» **Materials provided**:
## BEGIN

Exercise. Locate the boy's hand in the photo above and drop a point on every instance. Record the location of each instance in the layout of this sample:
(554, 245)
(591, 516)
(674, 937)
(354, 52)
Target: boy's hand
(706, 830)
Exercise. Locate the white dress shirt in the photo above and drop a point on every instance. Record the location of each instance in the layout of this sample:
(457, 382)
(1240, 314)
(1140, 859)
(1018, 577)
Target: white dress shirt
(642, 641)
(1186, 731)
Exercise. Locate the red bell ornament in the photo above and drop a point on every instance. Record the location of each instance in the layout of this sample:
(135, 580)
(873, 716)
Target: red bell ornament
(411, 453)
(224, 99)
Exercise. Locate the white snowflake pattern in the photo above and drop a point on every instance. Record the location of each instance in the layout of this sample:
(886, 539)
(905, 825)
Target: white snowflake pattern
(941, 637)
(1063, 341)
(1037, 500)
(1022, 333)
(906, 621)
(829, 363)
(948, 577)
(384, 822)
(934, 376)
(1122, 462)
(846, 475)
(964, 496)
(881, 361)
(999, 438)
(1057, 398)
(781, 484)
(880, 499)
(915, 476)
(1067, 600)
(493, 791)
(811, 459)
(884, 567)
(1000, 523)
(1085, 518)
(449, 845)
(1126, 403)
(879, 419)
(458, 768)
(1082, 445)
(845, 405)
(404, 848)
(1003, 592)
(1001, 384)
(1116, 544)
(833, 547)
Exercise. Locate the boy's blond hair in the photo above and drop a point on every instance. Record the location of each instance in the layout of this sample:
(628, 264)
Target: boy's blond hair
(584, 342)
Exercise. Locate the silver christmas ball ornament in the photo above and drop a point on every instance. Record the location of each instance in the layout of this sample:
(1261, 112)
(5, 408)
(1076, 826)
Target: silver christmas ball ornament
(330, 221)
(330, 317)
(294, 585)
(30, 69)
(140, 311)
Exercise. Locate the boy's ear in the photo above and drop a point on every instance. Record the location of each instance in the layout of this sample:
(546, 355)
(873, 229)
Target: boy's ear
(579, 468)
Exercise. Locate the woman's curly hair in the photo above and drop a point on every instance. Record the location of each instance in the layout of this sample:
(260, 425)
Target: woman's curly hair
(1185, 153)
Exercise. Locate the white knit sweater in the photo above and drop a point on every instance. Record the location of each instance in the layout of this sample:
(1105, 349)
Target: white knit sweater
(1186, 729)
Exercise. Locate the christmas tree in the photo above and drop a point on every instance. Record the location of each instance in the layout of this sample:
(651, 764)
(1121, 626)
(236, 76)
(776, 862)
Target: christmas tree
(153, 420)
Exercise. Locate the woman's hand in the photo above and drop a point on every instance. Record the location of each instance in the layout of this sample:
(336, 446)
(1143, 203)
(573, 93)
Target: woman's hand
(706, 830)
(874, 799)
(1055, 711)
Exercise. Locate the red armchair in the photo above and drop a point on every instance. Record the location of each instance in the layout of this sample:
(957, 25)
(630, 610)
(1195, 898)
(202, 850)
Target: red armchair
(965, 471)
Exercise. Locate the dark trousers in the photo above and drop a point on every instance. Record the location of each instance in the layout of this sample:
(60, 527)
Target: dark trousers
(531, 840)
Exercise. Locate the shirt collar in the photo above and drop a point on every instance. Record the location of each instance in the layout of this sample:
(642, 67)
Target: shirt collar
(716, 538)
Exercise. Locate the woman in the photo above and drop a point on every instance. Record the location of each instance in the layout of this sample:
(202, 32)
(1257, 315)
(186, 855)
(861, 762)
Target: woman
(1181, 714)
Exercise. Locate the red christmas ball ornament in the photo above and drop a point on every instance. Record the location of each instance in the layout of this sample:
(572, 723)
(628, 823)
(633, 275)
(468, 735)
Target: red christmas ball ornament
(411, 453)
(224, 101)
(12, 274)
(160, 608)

## END

» **What needs to be done**: Write out everything from the line containing "Exercise. Locate the red christmas" down to the end of the records, requests included, and add 101 to every number in the answer coordinates while leaving the request lines and their sample coordinates unchanged.

» **Correct response**:
Exercise. Locate the red christmas ball ornament in the photo above and drop a point on every instance. Record the location of each instance in the layout of this sample:
(572, 723)
(628, 823)
(633, 275)
(468, 735)
Target: red christmas ball ornament
(512, 554)
(325, 202)
(113, 375)
(261, 709)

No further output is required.